**DATA ROWS**:
------------------------------------------------
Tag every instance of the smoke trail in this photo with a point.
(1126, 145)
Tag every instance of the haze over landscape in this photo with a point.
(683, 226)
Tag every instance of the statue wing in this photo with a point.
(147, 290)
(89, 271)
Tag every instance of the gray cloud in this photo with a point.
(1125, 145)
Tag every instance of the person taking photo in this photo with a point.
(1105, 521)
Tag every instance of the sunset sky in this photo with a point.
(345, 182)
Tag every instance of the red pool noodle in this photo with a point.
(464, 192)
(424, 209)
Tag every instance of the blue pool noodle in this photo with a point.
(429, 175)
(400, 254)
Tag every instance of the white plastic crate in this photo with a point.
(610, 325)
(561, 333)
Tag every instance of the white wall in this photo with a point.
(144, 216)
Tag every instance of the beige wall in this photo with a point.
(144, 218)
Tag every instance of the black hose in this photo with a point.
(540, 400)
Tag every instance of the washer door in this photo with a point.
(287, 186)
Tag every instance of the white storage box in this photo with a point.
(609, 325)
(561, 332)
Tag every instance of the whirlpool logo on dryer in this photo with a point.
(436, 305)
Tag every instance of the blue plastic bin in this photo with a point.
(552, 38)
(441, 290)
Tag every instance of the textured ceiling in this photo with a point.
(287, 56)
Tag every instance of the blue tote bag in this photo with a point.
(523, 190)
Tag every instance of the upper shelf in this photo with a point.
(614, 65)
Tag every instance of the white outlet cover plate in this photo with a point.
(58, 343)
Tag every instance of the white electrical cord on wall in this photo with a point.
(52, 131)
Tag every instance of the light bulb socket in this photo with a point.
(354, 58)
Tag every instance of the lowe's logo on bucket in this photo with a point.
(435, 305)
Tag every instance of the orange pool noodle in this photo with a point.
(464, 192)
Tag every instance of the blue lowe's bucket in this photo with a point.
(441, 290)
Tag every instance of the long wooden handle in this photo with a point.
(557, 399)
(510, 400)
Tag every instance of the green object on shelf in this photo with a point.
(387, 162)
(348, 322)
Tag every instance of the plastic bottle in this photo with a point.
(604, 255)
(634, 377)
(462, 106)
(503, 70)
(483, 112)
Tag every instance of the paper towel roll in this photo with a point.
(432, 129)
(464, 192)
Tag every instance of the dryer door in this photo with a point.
------------------------------------------------
**REQUEST**: Make an exact copy of every entry.

**REPLY**:
Tag every instance of the smoke trail in this photo with a point.
(1126, 145)
Tag every instance of the haze over landscape in this photo with a point.
(683, 226)
Tag every instance of the statue wing in this photo with a point.
(147, 290)
(89, 271)
Tag every instance of the gray cloud in this photo with a point.
(1125, 145)
Tag every instance of the person taking photo in this photo with a point.
(1105, 521)
Tag every instance of the sunset sky in this photo with a point.
(345, 182)
Tag every instance of the red pool noodle in this photo with a point.
(464, 192)
(424, 209)
Tag every instance of the blue pool noodle in this photo with a point.
(429, 175)
(400, 254)
Tag every instance of the white plastic crate in this photo with a point.
(610, 325)
(561, 333)
Tag every instance of the white wall in this photo with a point.
(144, 216)
Tag every instance of the beige wall in this photo with a point.
(144, 218)
Tag every instance of the black hose in this photo with a point.
(540, 400)
Tag every instance of the washer door in this photo with a point.
(287, 186)
Tag every instance of the white storage box in this photo with a point.
(609, 325)
(561, 332)
Tag every instance of the whirlpool logo on dryer in this photo with a point.
(436, 305)
Tag every instance of the blue plastic bin in this photo with a point.
(552, 38)
(441, 290)
Tag every instance of the textured ceiling in this photo with a point.
(287, 56)
Tag every instance of the blue tote bag in this photo with a point.
(523, 190)
Tag every instance of the upper shelf in this photo with a point.
(614, 65)
Tag every instance of the white outlet cover plate in this photo with a point.
(58, 343)
Tag every instance of the white electrical cord on wall in this photo with a point.
(52, 131)
Tag every instance of the light bulb socket in this photo with a point.
(354, 58)
Tag every instance of the lowe's logo on bucket in this photo with a point.
(435, 305)
Tag every instance of the orange pool noodle in this photo with a point.
(464, 192)
Tag every instance of the blue lowe's bucket in this photo with a point.
(441, 290)
Tag every instance of the long wooden handle in this photo with a point.
(557, 399)
(510, 400)
Tag every instance of the green object on shelf in this photo with a point.
(387, 162)
(348, 322)
Tag every instance of the plastic bottle in this photo with a point.
(604, 255)
(634, 377)
(462, 106)
(503, 70)
(483, 112)
Tag every instance of the paper towel roll in this photo with a point.
(432, 129)
(464, 192)
Tag every instance of the dryer door in this photo with a point.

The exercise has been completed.